• Assigned task: Could you reproduce all of the records exactly?

• Data:
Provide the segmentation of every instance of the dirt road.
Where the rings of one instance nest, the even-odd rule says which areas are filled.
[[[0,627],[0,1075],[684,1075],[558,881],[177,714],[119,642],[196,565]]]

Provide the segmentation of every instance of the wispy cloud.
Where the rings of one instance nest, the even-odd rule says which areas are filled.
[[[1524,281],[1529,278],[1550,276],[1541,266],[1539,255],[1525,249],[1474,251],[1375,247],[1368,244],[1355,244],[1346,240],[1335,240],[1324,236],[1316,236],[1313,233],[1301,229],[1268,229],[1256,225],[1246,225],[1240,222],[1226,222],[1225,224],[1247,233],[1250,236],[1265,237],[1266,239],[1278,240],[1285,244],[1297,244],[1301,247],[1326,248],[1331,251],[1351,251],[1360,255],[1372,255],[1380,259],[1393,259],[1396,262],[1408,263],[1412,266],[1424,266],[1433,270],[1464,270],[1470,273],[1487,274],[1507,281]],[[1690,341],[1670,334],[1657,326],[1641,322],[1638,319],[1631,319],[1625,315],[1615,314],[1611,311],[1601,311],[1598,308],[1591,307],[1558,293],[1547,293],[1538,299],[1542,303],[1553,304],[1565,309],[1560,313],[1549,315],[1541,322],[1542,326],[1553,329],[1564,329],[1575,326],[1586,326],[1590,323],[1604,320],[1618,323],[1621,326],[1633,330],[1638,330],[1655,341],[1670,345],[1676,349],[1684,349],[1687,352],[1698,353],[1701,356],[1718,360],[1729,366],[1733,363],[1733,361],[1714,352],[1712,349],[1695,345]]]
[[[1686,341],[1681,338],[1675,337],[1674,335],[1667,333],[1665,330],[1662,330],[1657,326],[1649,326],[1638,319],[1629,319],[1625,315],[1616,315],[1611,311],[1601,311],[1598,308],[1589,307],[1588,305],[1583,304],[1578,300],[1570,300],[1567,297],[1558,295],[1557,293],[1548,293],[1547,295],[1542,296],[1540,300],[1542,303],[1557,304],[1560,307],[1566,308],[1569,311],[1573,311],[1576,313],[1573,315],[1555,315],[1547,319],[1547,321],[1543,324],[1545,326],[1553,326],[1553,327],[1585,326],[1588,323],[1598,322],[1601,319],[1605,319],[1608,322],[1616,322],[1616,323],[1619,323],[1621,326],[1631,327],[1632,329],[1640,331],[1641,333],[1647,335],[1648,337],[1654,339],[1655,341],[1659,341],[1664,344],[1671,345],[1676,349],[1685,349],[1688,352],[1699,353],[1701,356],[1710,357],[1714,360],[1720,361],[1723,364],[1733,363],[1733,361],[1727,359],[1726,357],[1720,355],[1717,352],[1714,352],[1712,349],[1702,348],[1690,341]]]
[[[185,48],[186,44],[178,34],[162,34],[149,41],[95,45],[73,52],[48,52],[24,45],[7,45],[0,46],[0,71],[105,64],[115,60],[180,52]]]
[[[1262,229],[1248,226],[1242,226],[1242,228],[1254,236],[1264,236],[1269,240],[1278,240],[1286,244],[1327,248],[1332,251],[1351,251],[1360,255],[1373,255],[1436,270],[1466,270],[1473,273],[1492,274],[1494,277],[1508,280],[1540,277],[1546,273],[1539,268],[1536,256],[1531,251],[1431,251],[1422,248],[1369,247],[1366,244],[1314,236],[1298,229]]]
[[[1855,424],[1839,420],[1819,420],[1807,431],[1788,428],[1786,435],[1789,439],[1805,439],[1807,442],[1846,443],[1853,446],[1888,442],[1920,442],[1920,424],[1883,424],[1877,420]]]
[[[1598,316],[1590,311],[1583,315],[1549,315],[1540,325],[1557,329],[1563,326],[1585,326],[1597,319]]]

• Expected answer:
Provide the segmentation of every instance of the dirt road.
Where the rings of one instance nest, the even-odd rule says which areas are filled.
[[[0,627],[0,1075],[684,1075],[558,881],[177,714],[119,642],[196,565]]]

Provide the segmentation of every instance of the wispy cloud.
Where the rings of one instance nest, the even-odd rule says which areas are filled.
[[[1524,281],[1529,278],[1550,276],[1541,266],[1539,255],[1525,249],[1474,251],[1375,247],[1368,244],[1355,244],[1346,240],[1335,240],[1324,236],[1316,236],[1313,233],[1301,229],[1268,229],[1256,225],[1246,225],[1240,222],[1226,222],[1225,224],[1247,233],[1250,236],[1265,237],[1266,239],[1278,240],[1285,244],[1297,244],[1301,247],[1326,248],[1331,251],[1351,251],[1360,255],[1372,255],[1380,259],[1393,259],[1396,262],[1408,263],[1412,266],[1424,266],[1433,270],[1464,270],[1470,273],[1487,274],[1507,281]],[[1690,341],[1670,334],[1657,326],[1641,322],[1638,319],[1631,319],[1625,315],[1615,314],[1611,311],[1601,311],[1598,308],[1591,307],[1558,293],[1547,293],[1538,299],[1542,303],[1553,304],[1565,309],[1560,313],[1549,315],[1541,322],[1542,326],[1553,329],[1564,329],[1575,326],[1586,326],[1590,323],[1604,320],[1618,323],[1621,326],[1633,330],[1638,330],[1655,341],[1670,345],[1676,349],[1684,349],[1687,352],[1698,353],[1701,356],[1718,360],[1729,366],[1733,363],[1733,361],[1714,352],[1712,349],[1695,345]]]
[[[1686,341],[1681,338],[1675,337],[1674,335],[1667,333],[1665,330],[1662,330],[1657,326],[1649,326],[1638,319],[1629,319],[1625,315],[1616,315],[1611,311],[1601,311],[1598,308],[1589,307],[1588,305],[1583,304],[1578,300],[1570,300],[1567,297],[1558,295],[1557,293],[1548,293],[1547,295],[1542,296],[1540,300],[1542,303],[1557,304],[1560,307],[1566,308],[1569,311],[1573,311],[1576,313],[1573,315],[1555,315],[1547,319],[1547,321],[1543,324],[1545,326],[1553,326],[1553,327],[1585,326],[1588,323],[1598,322],[1601,319],[1605,319],[1608,322],[1616,322],[1616,323],[1619,323],[1621,326],[1631,327],[1632,329],[1640,331],[1641,333],[1647,335],[1648,337],[1654,339],[1655,341],[1659,341],[1664,344],[1671,345],[1676,349],[1685,349],[1688,352],[1699,353],[1701,356],[1710,357],[1714,360],[1720,361],[1723,364],[1733,363],[1733,361],[1727,359],[1726,357],[1720,355],[1717,352],[1714,352],[1712,349],[1702,348],[1690,341]]]
[[[185,48],[186,44],[178,34],[162,34],[149,41],[95,45],[73,52],[48,52],[24,45],[7,45],[0,46],[0,71],[105,64],[115,60],[180,52]]]
[[[1262,229],[1248,226],[1242,226],[1242,228],[1254,236],[1264,236],[1269,240],[1278,240],[1286,244],[1327,248],[1332,251],[1351,251],[1360,255],[1373,255],[1436,270],[1466,270],[1473,273],[1492,274],[1494,277],[1508,280],[1540,277],[1546,273],[1539,268],[1536,256],[1531,251],[1431,251],[1422,248],[1369,247],[1366,244],[1314,236],[1298,229]]]
[[[1855,424],[1839,420],[1819,420],[1807,431],[1788,428],[1786,435],[1789,439],[1805,439],[1807,442],[1846,443],[1853,446],[1888,442],[1920,442],[1920,424],[1883,424],[1877,420]]]
[[[1598,316],[1590,311],[1583,315],[1549,315],[1540,325],[1557,329],[1563,326],[1585,326],[1597,319]]]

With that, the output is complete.